** start of Entries shown **

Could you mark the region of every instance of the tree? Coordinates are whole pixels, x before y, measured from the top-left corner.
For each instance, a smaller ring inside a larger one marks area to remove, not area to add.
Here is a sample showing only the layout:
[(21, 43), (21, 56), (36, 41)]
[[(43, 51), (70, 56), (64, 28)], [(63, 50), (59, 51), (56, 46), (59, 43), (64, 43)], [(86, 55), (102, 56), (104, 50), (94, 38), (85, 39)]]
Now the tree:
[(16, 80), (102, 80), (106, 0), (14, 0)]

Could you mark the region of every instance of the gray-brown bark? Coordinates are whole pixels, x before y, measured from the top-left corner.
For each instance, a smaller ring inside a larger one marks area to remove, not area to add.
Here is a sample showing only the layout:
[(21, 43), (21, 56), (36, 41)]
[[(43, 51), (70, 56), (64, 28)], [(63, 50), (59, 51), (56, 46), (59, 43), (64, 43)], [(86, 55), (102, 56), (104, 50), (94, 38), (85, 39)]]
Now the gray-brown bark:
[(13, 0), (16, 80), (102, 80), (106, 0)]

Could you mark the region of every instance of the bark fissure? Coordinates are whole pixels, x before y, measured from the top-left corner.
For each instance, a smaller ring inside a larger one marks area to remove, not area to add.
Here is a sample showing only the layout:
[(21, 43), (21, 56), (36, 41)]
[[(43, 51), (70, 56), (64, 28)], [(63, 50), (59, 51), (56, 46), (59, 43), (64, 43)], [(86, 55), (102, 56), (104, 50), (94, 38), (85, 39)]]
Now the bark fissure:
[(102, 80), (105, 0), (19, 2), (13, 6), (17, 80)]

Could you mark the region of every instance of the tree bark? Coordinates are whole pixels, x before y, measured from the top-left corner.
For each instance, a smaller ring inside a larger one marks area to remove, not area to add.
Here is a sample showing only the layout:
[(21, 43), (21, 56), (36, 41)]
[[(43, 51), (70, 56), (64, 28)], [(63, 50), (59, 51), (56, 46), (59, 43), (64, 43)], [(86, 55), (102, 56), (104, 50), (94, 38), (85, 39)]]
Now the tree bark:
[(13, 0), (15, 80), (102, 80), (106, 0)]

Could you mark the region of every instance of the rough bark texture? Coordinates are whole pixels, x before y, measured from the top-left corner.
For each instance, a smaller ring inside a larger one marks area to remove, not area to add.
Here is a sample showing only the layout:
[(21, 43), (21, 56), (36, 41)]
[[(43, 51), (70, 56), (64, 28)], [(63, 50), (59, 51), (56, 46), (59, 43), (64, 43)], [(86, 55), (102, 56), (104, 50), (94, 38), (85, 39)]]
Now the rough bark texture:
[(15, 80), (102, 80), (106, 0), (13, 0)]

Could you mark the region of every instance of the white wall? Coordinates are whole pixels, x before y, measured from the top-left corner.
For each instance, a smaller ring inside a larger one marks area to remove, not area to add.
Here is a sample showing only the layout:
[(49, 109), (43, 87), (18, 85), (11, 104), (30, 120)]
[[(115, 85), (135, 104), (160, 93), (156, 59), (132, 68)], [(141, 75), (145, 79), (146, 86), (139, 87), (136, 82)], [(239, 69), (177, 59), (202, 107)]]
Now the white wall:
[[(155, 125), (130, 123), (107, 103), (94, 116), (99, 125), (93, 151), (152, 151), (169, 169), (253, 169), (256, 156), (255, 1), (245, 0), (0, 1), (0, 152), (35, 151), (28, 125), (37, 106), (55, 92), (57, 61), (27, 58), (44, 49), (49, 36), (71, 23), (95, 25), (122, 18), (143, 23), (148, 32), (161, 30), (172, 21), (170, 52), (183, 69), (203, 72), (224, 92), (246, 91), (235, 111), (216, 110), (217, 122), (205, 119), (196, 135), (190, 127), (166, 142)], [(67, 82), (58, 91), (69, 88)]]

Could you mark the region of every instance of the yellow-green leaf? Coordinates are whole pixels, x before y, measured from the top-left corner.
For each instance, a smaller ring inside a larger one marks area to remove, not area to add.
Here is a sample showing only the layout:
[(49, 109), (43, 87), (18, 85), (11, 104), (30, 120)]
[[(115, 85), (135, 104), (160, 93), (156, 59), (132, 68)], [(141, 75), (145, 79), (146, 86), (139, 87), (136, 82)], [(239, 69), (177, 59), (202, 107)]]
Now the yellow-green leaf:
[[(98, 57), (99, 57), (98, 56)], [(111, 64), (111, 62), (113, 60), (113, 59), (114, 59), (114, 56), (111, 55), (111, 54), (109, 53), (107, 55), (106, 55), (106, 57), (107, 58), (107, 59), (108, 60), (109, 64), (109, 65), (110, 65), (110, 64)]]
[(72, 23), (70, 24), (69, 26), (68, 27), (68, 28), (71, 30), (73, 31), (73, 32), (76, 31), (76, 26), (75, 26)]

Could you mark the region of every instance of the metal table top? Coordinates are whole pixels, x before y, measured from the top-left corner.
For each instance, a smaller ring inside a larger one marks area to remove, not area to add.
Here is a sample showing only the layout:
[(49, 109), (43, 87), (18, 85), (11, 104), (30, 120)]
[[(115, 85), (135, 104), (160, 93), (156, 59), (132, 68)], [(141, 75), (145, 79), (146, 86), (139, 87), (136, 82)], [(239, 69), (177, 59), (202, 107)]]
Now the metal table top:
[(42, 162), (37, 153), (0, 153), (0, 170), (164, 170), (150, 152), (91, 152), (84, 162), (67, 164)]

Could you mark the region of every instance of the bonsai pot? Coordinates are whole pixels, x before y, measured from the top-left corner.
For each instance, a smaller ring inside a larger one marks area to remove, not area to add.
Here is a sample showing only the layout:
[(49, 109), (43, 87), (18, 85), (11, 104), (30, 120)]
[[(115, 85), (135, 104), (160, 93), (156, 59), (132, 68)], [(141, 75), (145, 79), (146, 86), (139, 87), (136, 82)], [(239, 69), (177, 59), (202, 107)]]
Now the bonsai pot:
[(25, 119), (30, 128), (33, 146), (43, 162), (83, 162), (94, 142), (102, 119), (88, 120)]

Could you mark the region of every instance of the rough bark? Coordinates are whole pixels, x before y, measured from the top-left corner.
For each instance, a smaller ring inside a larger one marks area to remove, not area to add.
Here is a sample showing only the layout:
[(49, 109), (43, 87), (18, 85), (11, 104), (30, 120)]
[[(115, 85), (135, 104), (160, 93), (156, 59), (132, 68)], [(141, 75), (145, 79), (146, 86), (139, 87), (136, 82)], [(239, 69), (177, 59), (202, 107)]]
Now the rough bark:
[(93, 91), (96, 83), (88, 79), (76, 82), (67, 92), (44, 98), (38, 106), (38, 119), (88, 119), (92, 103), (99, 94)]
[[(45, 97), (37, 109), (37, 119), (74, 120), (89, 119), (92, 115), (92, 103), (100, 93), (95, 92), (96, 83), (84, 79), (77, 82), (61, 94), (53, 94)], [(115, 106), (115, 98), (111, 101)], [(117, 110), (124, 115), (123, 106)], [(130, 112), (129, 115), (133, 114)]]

** end of Entries shown **
** start of Entries shown **

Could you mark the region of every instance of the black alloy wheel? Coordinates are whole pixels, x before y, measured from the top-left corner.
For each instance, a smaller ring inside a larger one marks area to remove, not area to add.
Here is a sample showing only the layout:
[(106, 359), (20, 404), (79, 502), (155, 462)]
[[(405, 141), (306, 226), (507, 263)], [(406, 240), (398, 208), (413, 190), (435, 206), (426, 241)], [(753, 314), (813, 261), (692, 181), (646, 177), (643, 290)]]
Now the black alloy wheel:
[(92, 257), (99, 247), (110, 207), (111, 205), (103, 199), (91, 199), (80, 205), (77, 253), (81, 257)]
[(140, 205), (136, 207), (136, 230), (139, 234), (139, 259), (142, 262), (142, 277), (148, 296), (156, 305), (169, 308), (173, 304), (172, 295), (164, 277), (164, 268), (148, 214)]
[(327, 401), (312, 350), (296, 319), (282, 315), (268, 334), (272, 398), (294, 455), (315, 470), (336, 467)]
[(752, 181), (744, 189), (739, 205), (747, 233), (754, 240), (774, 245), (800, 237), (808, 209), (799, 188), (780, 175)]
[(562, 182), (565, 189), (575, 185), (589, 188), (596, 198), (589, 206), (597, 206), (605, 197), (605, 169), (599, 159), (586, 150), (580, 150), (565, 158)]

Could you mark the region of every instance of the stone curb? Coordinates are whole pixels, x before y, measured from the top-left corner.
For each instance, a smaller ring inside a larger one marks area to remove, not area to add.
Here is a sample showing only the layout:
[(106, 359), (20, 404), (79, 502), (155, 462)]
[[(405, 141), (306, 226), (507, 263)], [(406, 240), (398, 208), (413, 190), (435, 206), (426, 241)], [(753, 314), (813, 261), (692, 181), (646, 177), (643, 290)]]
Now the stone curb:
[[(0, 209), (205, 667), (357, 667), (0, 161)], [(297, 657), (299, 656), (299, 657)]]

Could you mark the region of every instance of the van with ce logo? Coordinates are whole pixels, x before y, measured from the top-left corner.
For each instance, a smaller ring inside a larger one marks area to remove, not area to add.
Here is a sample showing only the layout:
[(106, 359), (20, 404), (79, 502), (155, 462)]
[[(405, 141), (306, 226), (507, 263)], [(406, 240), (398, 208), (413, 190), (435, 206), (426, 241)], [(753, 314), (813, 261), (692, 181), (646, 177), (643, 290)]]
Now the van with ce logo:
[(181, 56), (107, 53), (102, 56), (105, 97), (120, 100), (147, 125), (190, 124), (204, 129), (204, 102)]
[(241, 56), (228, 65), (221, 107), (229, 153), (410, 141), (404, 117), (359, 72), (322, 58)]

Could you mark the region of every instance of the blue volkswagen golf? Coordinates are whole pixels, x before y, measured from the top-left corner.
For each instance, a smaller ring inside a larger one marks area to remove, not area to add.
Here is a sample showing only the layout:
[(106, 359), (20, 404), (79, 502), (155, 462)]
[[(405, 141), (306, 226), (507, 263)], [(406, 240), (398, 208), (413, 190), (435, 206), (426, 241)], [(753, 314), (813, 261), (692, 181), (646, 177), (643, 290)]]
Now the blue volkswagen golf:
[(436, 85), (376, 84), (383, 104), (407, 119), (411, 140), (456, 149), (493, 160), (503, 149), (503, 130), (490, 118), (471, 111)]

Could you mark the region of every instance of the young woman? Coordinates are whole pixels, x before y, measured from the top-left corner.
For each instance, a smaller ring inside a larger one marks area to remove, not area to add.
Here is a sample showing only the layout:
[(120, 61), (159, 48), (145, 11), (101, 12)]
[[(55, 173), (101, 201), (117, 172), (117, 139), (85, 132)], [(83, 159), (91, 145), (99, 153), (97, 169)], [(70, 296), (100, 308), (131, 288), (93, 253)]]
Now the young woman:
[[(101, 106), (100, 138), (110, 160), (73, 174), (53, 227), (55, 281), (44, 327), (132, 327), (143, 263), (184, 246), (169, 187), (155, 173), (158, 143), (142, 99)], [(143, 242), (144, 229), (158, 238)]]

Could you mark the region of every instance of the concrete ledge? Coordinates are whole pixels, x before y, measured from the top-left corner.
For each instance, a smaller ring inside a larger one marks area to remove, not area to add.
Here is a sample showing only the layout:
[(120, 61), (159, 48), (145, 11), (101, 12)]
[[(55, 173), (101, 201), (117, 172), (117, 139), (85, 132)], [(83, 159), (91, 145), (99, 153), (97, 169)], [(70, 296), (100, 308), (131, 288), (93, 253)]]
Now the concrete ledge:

** end of Entries shown **
** start of Entries shown **

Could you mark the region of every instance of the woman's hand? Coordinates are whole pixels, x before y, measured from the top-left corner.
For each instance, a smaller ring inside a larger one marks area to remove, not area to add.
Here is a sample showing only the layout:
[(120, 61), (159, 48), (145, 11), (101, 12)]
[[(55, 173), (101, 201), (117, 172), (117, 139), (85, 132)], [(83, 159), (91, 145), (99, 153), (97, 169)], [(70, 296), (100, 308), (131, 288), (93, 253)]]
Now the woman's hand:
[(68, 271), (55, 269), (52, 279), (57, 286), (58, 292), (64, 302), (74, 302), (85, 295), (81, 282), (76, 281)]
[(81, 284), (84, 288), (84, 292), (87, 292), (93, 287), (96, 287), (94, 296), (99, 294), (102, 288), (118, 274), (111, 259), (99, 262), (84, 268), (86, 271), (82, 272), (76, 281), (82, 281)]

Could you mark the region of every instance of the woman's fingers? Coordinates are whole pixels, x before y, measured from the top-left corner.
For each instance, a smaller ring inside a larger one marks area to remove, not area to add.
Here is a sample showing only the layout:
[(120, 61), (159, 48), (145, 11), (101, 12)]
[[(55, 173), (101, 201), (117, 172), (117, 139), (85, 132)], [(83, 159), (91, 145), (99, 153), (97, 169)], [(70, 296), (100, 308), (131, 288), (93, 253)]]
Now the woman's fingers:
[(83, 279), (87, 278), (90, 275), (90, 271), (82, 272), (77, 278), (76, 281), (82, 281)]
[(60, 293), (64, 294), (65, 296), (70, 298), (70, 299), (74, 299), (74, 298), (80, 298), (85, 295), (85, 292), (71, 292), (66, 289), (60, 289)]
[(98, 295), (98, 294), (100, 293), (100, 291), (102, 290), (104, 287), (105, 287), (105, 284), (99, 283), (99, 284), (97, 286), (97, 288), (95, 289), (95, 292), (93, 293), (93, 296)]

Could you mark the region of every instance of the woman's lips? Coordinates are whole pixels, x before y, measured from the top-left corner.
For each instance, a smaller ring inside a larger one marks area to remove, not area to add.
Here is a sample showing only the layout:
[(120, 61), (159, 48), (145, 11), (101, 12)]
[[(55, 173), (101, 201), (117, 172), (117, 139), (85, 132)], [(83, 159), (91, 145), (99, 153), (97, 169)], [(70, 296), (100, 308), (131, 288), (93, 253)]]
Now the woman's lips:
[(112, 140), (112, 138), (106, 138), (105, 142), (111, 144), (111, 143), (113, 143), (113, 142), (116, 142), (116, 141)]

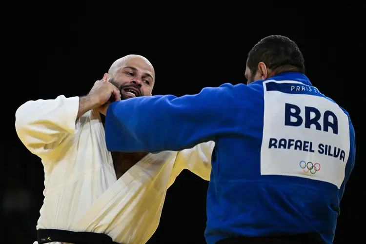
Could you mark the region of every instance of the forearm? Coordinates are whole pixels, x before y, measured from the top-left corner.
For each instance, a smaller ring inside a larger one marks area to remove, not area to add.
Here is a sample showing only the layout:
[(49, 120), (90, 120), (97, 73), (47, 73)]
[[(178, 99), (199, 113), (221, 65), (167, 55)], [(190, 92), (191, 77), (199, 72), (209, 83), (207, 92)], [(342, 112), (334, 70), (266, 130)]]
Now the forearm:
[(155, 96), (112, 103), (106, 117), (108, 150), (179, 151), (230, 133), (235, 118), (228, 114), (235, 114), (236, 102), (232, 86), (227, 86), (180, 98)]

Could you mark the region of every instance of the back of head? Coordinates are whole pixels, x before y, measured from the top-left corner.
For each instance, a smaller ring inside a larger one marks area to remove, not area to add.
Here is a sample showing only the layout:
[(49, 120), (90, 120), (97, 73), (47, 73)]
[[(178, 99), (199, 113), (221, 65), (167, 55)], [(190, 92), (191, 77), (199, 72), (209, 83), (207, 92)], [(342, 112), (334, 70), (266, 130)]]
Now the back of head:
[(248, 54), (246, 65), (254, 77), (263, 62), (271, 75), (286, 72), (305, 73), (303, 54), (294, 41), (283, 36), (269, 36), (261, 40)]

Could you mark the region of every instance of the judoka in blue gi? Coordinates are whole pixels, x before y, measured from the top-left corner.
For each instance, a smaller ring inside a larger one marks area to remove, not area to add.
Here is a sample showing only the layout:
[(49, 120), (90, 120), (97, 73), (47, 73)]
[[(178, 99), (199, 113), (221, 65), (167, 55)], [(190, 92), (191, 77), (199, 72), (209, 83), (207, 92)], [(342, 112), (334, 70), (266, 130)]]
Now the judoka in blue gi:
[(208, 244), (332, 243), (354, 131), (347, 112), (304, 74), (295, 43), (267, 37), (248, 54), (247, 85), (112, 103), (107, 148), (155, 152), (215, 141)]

** end of Entries shown **

§ Exercise details:
Please write out the rows above word for word, starting with the line that contains "Could you mark the region of every instance of the concrete" and ending after the line that contains "Now the concrete".

§ Result of this task:
Could you mark the region of every instance of the concrete ledge? Coordinates are whole pixels, x before y, measured from the top-left corner.
For each instance, a smaller ring inside a larger one marks area to remove, not area to add.
Here is a sample showing only the layout:
[(120, 61), (159, 48), (145, 11), (101, 12)]
[[(55, 173), (101, 201), (117, 172), (117, 139), (85, 132)], [(83, 159), (91, 145), (99, 153), (97, 169)], [(70, 296), (100, 308), (131, 288), (93, 253)]]
Now the concrete ledge:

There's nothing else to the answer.